[Extracted information Boundary: Start]

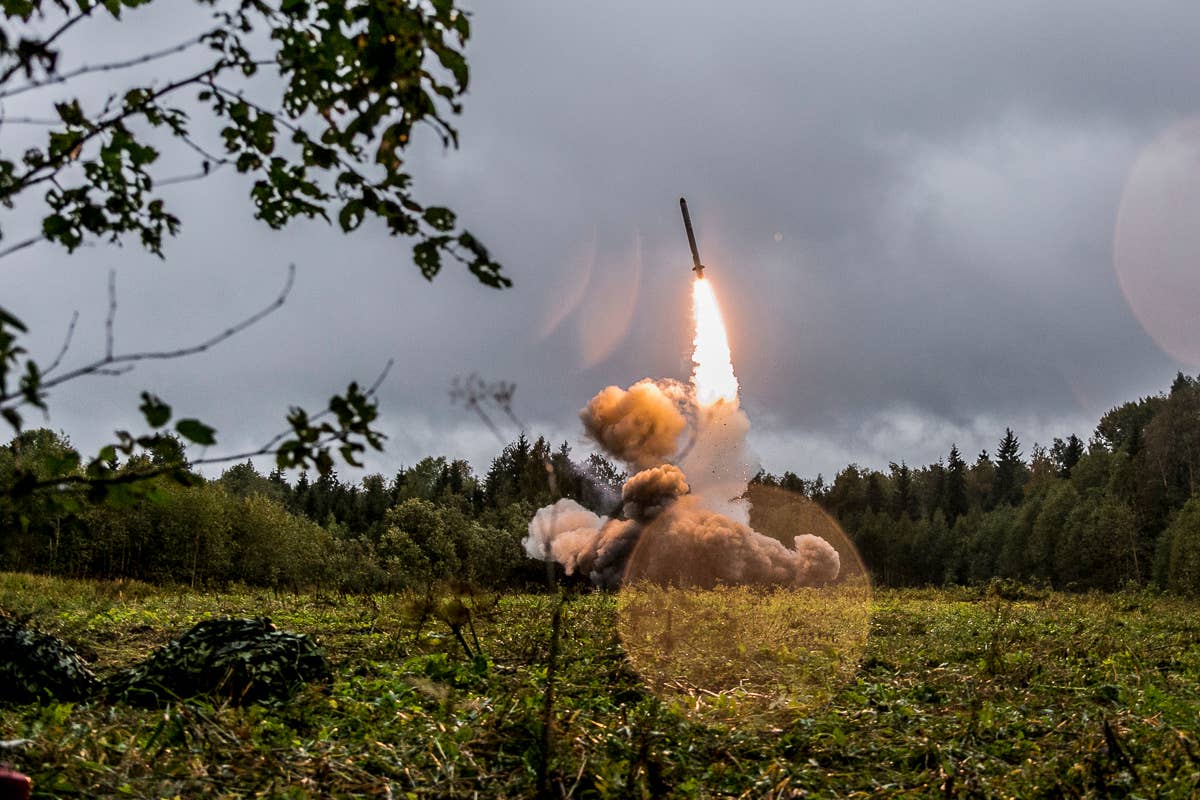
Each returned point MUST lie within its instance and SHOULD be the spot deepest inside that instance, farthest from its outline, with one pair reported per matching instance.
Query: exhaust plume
(685, 518)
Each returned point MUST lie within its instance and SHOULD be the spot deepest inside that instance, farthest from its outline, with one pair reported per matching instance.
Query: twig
(99, 67)
(21, 245)
(66, 344)
(265, 449)
(64, 28)
(112, 316)
(161, 355)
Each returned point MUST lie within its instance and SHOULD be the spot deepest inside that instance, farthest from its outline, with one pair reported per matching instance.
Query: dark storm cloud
(907, 209)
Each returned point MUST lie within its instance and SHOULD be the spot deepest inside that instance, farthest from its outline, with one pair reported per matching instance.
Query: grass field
(957, 693)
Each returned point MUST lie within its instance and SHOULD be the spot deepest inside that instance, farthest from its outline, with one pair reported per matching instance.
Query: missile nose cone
(697, 268)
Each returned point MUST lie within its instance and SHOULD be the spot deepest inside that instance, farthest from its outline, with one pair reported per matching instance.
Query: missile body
(699, 269)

[Extracted information Boundary: End]

## About this task
Repeat each record as given. No picture belongs in the copy.

## Task response
Each returned point MUST lie within its instance and SHOULD be the spot deepest inside that instance, farthest from its outline, with one pair reported per matching instance.
Query: exhaust plume
(685, 518)
Each returned point MUST lie within its instance and SHOULD be the spot deepest inside that instance, farthest from its outline, with one pair reported per matching instance.
Query: twig
(99, 67)
(21, 245)
(66, 344)
(265, 449)
(64, 28)
(112, 316)
(161, 355)
Each returned point MUST lie within its instance and SHOULD be the spot deepest inside that instance, farthest from its outline, with one pair reported per matching instance.
Query: dark storm cloud
(907, 209)
Each returned point MUST lie within its instance and SHOULD be the spot deepest inside that instance, farthest from its outline, with one pair reported per matching instance.
Query: grass field
(957, 693)
Each returned point MUST lie within its instance and SHOULD be the spot deepest inside that instance, farthest from its outline, with one pair reported per matching instance.
Query: missile nose cone
(697, 268)
Each returned point MUST lie within its instance and SHOULD be the spot deepest inside that instance, farthest from its outline, with one pair reported per matching instance.
Query: missile body
(699, 269)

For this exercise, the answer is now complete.